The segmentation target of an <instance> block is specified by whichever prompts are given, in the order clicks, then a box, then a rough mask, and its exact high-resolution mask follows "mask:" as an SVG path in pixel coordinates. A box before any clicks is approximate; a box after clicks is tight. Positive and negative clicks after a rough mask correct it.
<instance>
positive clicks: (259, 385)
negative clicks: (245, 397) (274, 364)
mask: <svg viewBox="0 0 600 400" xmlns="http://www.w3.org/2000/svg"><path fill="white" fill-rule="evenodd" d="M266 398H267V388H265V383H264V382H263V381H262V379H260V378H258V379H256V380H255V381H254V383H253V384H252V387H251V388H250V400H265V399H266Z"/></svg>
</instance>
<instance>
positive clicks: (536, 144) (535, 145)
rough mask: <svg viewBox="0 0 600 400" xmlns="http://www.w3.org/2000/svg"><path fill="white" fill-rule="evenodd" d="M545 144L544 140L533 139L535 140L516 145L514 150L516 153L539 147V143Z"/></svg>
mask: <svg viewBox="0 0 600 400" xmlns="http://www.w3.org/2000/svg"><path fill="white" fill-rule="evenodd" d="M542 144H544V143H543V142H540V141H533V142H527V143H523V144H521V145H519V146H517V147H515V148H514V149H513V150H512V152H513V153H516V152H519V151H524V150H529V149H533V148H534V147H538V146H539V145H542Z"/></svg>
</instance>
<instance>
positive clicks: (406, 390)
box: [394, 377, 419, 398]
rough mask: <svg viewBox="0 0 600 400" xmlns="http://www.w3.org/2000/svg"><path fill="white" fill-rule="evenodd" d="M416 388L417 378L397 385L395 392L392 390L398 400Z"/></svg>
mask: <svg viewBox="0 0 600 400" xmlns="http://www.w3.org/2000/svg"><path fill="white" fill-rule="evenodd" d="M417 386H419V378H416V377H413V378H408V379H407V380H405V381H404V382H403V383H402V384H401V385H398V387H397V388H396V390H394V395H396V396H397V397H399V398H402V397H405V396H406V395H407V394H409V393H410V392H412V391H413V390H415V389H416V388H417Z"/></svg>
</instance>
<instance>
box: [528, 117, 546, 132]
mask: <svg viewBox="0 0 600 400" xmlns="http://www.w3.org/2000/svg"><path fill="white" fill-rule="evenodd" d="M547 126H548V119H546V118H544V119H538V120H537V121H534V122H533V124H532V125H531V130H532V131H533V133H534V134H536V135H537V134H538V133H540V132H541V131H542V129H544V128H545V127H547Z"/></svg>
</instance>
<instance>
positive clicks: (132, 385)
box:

EXERCISE DIRECTIONS –
Transcribe every record verbatim.

YOUR SOLUTION –
The segmentation target of an <instance> block is specified by whichever prompts are given, in the order clicks, then a box, then a rough mask, and its exact high-resolution mask follows "mask:" as an SVG path in pixel coordinates. A box before any clicks is approximate; a box after clicks is tight. Positive and negative clicks after a rough mask correct it.
<instance>
positive clicks: (259, 385)
negative clicks: (245, 397) (274, 364)
mask: <svg viewBox="0 0 600 400" xmlns="http://www.w3.org/2000/svg"><path fill="white" fill-rule="evenodd" d="M266 398H267V388H265V383H264V382H263V381H262V379H260V378H258V379H256V380H255V381H254V383H253V384H252V387H251V388H250V400H265V399H266Z"/></svg>
</instance>
<instance>
positive clicks: (536, 144) (535, 145)
rough mask: <svg viewBox="0 0 600 400" xmlns="http://www.w3.org/2000/svg"><path fill="white" fill-rule="evenodd" d="M545 144L544 140L533 139L535 140L516 145L514 150L516 153L539 147V143Z"/></svg>
mask: <svg viewBox="0 0 600 400" xmlns="http://www.w3.org/2000/svg"><path fill="white" fill-rule="evenodd" d="M542 144H544V143H543V142H540V141H533V142H527V143H523V144H521V145H519V146H517V147H515V148H514V149H513V150H512V152H513V153H516V152H519V151H524V150H529V149H533V148H534V147H538V146H539V145H542Z"/></svg>
</instance>
<instance>
positive clicks: (406, 390)
box: [394, 377, 419, 398]
rough mask: <svg viewBox="0 0 600 400" xmlns="http://www.w3.org/2000/svg"><path fill="white" fill-rule="evenodd" d="M416 388L417 378L397 385L395 392L392 390L398 400Z"/></svg>
mask: <svg viewBox="0 0 600 400" xmlns="http://www.w3.org/2000/svg"><path fill="white" fill-rule="evenodd" d="M417 386H419V378H416V377H413V378H408V379H407V380H405V381H404V382H403V383H402V384H401V385H398V387H397V388H396V390H394V395H396V396H397V397H399V398H402V397H405V396H406V395H407V394H409V393H410V392H412V391H413V390H415V389H416V388H417Z"/></svg>
</instance>
<instance>
box: [528, 117, 546, 132]
mask: <svg viewBox="0 0 600 400" xmlns="http://www.w3.org/2000/svg"><path fill="white" fill-rule="evenodd" d="M547 126H548V119H546V118H544V119H538V120H537V121H534V122H533V124H532V125H531V130H532V131H533V133H534V134H536V135H537V134H538V133H540V132H541V131H542V129H544V128H545V127H547Z"/></svg>
</instance>
<instance>
positive clicks: (132, 385)
box:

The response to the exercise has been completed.